### Your task:
Reproduce the records from the line containing "sky | locate" through the line containing "top-left (334, 737), bottom-right (574, 1012)", both included, and leave out the pictures.

### Record excerpts:
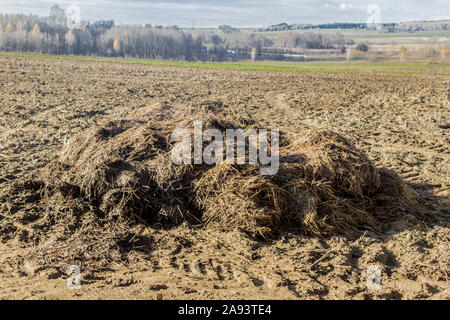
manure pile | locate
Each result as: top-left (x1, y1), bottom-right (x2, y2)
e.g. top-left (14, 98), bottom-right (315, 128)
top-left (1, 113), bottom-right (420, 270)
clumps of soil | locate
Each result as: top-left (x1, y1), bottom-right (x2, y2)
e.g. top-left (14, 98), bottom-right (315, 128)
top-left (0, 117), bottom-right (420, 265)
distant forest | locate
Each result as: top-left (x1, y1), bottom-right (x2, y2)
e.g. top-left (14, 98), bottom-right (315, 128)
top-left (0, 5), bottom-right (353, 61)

---

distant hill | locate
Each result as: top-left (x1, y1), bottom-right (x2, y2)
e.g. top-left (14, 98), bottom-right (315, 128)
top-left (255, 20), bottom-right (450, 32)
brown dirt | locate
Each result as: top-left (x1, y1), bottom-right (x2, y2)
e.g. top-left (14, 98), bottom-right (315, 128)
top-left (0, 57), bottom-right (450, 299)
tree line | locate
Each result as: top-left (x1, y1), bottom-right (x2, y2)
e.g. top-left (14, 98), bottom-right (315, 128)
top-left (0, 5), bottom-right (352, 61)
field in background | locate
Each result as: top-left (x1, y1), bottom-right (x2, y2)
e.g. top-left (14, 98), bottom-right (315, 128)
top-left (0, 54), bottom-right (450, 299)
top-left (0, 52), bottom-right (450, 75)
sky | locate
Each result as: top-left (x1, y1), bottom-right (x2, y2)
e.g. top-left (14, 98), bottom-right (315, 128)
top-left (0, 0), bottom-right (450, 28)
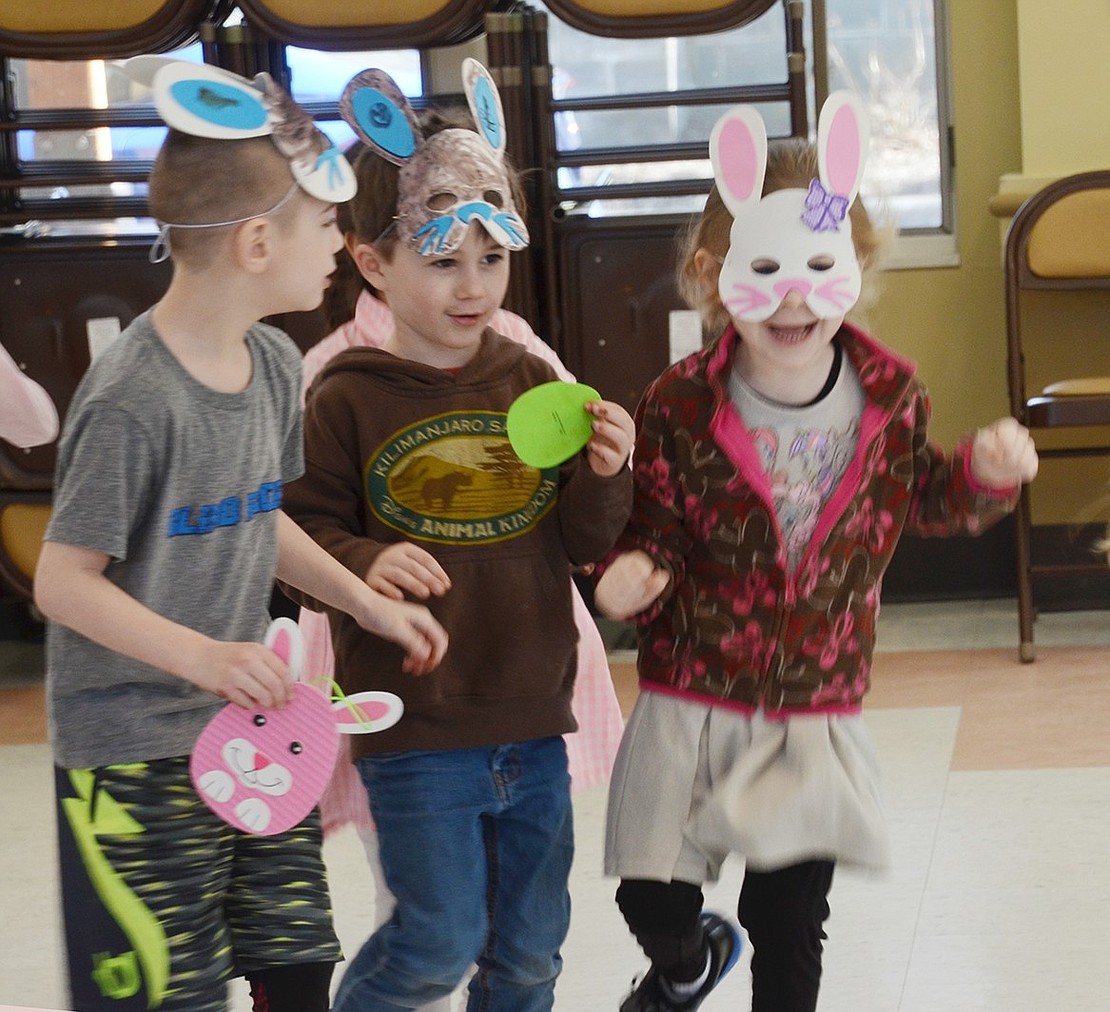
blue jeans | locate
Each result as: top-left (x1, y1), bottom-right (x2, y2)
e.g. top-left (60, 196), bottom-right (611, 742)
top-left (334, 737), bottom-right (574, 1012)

### Response for this exercise:
sky | locate
Each result as: top-left (x1, y1), bottom-right (x2, y2)
e.g. top-left (14, 98), bottom-right (315, 128)
top-left (0, 0), bottom-right (450, 28)
blue jeans | locate
Each result as: top-left (x1, y1), bottom-right (x2, y2)
e.g. top-left (60, 196), bottom-right (611, 742)
top-left (334, 737), bottom-right (574, 1012)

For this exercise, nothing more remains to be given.